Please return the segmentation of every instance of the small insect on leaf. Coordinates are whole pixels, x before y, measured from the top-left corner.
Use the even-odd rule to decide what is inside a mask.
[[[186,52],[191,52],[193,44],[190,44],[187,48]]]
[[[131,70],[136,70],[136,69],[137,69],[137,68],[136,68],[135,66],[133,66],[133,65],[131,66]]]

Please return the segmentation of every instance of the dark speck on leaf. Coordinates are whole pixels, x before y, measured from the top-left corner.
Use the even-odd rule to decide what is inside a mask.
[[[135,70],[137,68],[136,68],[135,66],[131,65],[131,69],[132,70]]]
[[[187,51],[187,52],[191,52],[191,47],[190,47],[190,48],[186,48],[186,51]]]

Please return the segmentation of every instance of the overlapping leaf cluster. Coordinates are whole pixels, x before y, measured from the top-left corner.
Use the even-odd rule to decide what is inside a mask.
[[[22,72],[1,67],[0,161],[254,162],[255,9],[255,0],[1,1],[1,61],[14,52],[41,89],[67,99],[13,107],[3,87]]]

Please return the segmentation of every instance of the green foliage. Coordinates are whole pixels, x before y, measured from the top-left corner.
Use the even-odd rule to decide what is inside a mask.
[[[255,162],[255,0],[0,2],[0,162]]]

---

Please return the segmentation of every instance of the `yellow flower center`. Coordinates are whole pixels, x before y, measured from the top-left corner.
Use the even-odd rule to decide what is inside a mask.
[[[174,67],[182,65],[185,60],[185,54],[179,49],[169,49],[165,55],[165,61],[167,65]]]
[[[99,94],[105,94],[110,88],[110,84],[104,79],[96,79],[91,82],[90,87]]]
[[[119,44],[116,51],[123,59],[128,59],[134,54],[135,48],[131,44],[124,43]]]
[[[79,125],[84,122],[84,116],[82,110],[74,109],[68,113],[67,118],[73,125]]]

---

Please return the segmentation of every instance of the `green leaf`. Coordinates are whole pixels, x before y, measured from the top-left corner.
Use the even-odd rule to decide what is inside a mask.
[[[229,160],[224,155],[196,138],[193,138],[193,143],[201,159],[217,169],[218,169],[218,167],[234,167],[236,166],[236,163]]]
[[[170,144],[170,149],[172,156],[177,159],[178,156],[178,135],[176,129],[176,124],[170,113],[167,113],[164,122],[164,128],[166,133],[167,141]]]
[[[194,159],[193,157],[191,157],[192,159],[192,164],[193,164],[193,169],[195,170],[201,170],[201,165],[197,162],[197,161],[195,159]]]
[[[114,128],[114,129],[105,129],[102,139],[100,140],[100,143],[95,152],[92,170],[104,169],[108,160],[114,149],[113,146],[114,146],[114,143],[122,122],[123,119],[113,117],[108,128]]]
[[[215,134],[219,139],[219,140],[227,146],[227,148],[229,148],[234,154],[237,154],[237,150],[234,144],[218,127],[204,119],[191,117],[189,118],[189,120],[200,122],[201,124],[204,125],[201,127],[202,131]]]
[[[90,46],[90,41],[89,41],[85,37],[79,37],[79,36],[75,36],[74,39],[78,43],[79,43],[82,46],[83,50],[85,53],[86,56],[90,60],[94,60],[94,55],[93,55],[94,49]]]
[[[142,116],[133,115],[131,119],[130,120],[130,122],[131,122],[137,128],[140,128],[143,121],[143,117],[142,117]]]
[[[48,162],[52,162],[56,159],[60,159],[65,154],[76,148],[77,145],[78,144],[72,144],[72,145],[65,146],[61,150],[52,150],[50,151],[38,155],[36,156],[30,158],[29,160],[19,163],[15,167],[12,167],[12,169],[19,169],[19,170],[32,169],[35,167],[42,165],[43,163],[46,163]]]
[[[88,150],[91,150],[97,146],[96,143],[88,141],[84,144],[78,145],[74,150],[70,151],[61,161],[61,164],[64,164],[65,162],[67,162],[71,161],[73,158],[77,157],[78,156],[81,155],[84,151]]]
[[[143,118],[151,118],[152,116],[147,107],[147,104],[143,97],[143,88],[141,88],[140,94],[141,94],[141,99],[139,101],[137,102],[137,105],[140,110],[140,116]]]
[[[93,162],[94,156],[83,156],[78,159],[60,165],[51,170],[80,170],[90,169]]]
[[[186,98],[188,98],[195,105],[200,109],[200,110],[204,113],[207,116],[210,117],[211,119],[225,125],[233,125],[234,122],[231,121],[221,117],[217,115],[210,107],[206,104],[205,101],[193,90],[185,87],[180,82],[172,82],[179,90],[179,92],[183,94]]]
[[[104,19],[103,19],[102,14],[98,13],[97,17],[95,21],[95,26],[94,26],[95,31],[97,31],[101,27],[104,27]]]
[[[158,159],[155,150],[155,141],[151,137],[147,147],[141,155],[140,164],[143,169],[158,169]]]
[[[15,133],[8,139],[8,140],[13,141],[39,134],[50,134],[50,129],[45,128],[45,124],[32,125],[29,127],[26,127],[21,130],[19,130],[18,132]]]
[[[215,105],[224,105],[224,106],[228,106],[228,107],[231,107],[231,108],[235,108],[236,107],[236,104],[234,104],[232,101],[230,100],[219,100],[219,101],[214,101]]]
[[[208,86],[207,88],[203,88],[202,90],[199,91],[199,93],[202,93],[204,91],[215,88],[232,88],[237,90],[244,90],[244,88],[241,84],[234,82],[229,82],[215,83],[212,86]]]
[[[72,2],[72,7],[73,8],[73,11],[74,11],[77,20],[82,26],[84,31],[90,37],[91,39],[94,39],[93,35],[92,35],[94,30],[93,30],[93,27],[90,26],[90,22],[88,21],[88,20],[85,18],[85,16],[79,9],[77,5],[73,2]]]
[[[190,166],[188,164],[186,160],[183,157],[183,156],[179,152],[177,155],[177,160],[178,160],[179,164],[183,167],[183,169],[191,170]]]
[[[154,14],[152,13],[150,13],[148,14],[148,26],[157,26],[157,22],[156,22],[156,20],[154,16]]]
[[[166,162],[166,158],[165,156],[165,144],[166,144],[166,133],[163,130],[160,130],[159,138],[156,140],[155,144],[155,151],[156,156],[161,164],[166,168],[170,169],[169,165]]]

Exercise task:
Rescale the data between the lines holding "Please return the segmentation of every instance of the green" and "[[[255,162],[255,0],[0,2],[0,162]]]", inclusive, and give only those lines again with the requests included. Multiply every coordinate in the answers by 2.6 and round to whole numbers, with halves rounding up.

Exercise result:
Please return the segmentation of every instance of the green foliage. Coordinates are whole pixels, x before y, measured from the top-left corner.
Use the even-odd rule to decide what is inside a mask.
[[[663,421],[663,0],[0,5],[0,421]]]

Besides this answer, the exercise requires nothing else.